WORK TO BE COMPLETED:
Please find every line in the listing below that contains the string "blurred" and copy each one out in full.

[start]

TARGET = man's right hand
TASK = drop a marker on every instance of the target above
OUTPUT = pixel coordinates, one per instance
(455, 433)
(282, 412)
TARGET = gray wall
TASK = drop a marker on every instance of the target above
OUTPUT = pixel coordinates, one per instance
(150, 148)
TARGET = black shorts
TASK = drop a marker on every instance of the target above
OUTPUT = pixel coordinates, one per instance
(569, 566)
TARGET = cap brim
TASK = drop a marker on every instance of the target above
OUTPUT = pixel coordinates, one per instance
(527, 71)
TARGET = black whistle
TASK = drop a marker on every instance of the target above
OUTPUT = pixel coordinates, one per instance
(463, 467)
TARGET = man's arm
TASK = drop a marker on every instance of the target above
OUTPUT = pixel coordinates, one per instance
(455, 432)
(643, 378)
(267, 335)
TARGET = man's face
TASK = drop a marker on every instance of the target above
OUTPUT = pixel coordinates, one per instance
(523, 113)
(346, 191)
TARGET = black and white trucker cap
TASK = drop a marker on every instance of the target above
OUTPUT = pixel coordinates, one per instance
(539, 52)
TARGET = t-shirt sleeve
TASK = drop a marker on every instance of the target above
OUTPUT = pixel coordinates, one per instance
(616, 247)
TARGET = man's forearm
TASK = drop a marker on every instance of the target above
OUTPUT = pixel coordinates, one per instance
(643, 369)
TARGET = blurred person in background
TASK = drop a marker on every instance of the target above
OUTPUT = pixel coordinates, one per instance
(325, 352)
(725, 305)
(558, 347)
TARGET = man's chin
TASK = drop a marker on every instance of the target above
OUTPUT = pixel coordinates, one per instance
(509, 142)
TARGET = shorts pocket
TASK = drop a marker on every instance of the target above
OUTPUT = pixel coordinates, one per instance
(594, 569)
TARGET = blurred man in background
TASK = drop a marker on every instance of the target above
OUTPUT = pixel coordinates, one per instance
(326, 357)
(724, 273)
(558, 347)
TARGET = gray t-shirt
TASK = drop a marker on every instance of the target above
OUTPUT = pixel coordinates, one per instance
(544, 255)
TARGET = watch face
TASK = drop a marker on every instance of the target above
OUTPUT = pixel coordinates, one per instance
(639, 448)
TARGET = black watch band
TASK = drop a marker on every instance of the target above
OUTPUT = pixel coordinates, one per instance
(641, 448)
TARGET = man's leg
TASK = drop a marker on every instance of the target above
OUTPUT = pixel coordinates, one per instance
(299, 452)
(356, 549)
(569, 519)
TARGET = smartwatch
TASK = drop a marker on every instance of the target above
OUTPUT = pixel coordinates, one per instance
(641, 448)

[end]
[start]

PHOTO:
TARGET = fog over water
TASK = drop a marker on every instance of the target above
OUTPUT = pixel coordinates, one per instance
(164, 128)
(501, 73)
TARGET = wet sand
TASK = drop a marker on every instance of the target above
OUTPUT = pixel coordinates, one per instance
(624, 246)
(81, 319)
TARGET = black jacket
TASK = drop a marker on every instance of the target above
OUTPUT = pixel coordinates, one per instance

[end]
[start]

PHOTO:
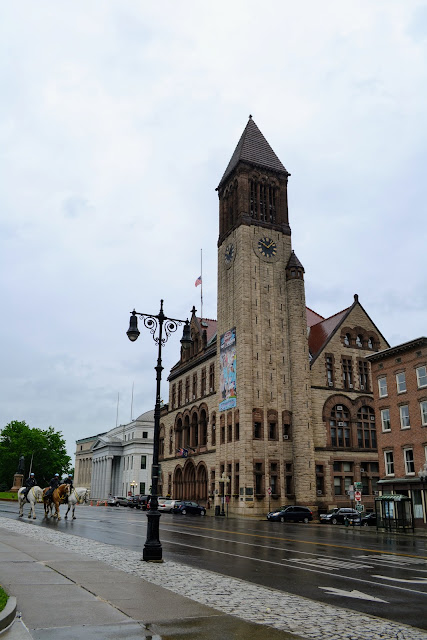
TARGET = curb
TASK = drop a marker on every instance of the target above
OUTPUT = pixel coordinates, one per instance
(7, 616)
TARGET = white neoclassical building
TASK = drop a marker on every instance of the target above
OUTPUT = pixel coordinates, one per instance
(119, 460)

[end]

ANSWER IN FULL:
TARGET = blurred person in background
TARGET = blurred man in background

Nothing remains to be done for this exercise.